What you are asked to do: Output every line from the beginning of the records through the line that contains "Phrase: white shirt collar", exactly as it appears.
++++ Provided material
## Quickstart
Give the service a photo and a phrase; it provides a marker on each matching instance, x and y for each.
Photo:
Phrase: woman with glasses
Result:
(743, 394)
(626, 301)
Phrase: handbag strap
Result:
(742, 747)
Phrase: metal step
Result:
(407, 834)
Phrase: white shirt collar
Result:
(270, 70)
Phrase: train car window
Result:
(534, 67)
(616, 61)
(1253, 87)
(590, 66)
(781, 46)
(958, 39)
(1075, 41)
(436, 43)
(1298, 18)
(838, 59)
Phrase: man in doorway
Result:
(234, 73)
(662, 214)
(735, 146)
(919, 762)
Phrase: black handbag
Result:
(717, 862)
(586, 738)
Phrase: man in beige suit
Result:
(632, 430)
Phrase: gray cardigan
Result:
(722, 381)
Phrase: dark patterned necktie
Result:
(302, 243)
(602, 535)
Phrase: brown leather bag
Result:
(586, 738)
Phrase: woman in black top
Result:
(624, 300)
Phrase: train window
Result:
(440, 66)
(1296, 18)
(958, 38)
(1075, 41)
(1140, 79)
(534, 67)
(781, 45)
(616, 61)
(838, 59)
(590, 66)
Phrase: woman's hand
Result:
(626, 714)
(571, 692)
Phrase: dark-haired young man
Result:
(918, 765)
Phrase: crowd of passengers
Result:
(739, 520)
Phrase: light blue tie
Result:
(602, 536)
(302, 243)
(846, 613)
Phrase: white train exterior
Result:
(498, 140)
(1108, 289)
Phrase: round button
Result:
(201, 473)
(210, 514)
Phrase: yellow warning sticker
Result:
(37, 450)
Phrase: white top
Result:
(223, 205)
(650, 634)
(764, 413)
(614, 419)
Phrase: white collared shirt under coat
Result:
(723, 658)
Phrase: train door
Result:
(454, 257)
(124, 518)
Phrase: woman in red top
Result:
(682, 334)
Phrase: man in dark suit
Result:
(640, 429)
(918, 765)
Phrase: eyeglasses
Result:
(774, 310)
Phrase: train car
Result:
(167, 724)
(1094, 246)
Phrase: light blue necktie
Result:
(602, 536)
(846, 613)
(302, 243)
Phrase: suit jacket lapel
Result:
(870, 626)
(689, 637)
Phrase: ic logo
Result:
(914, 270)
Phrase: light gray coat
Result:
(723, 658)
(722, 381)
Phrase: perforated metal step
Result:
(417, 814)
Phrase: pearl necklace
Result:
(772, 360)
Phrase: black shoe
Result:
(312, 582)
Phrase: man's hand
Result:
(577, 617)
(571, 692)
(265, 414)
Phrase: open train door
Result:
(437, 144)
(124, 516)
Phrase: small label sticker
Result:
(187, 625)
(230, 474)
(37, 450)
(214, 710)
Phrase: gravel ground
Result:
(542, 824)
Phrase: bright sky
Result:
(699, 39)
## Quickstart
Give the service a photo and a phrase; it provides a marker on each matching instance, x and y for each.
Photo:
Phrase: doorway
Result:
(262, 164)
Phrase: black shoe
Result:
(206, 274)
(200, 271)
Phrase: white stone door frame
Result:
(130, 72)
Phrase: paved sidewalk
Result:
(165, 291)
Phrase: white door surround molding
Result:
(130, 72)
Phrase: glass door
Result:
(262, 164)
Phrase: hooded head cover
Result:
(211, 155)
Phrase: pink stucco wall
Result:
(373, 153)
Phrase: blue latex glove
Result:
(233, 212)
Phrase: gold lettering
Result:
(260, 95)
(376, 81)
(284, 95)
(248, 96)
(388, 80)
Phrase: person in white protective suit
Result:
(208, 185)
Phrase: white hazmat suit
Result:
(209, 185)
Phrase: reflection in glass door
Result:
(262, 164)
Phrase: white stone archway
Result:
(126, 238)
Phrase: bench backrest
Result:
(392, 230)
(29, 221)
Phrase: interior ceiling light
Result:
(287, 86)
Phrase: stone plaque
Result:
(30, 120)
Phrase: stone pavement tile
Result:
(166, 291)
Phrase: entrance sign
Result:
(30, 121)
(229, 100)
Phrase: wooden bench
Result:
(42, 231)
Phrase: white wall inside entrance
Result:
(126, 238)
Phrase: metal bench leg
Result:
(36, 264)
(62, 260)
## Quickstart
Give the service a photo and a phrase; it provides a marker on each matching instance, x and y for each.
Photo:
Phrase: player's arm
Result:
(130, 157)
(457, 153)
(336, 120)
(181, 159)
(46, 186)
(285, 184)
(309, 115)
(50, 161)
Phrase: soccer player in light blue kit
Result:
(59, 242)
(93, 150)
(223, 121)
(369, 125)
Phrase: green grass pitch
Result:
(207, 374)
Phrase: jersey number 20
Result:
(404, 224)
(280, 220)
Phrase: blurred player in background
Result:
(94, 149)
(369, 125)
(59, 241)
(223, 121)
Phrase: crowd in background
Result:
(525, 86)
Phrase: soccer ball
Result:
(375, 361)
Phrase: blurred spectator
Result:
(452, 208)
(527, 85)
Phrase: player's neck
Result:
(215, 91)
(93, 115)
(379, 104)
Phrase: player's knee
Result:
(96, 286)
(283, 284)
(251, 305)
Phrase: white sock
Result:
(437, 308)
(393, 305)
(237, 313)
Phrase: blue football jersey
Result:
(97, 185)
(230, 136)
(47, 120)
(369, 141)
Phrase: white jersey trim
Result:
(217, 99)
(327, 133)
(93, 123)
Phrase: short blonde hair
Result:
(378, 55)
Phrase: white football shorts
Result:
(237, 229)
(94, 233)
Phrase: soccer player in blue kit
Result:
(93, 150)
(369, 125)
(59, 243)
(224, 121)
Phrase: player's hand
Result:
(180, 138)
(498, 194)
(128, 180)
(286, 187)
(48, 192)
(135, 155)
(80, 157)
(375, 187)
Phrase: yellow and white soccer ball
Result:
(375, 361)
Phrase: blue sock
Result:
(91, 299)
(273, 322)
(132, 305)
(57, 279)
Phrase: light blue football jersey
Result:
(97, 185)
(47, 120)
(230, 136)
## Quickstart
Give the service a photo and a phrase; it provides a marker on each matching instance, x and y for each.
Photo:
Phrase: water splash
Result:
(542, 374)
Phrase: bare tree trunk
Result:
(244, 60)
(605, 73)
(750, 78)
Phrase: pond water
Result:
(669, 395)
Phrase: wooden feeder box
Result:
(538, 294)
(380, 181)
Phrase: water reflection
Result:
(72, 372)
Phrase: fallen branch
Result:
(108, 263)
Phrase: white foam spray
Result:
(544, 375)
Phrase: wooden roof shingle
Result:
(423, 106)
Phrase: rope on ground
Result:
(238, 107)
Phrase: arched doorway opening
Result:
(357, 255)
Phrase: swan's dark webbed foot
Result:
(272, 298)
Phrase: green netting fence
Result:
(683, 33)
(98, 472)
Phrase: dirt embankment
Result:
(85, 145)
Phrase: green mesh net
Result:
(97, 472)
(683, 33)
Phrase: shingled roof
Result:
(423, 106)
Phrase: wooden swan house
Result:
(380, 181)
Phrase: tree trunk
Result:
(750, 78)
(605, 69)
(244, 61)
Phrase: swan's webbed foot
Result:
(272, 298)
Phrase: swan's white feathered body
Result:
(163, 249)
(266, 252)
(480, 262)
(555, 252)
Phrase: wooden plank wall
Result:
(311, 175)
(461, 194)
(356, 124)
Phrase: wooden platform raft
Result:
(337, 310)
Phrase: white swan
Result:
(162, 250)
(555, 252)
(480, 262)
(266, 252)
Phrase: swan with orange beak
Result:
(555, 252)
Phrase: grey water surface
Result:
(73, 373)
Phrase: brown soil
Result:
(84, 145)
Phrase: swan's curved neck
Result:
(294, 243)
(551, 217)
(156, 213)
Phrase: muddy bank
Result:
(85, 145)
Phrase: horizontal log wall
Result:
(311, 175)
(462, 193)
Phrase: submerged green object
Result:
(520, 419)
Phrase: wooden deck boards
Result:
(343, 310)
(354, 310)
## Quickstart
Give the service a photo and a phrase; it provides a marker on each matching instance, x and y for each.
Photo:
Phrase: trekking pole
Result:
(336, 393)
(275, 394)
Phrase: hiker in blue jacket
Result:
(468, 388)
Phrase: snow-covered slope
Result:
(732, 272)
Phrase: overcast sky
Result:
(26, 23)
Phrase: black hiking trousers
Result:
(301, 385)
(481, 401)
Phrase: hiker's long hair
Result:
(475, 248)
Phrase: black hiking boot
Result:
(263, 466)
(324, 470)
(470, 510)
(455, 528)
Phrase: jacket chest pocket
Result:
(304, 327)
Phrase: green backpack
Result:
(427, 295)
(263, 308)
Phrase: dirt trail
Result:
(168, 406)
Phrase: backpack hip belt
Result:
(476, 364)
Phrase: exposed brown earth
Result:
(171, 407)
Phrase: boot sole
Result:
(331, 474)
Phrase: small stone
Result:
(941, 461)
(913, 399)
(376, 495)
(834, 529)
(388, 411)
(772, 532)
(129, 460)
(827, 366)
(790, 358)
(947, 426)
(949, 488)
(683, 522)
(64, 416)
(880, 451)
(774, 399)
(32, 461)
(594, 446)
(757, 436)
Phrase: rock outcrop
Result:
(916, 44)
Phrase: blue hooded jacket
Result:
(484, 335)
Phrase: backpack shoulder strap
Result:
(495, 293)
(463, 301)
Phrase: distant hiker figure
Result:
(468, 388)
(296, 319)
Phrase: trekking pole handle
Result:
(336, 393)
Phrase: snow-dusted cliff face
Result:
++++++++
Your solution:
## Quickstart
Give the service a photo and a phrase; it provides a marker on each matching instance, x and y for each.
Photo:
Phrase: woman with glasses
Result:
(743, 394)
(626, 301)
Phrase: handbag strap
Result:
(742, 747)
Phrase: metal step
Result:
(407, 834)
Phrase: white shirt collar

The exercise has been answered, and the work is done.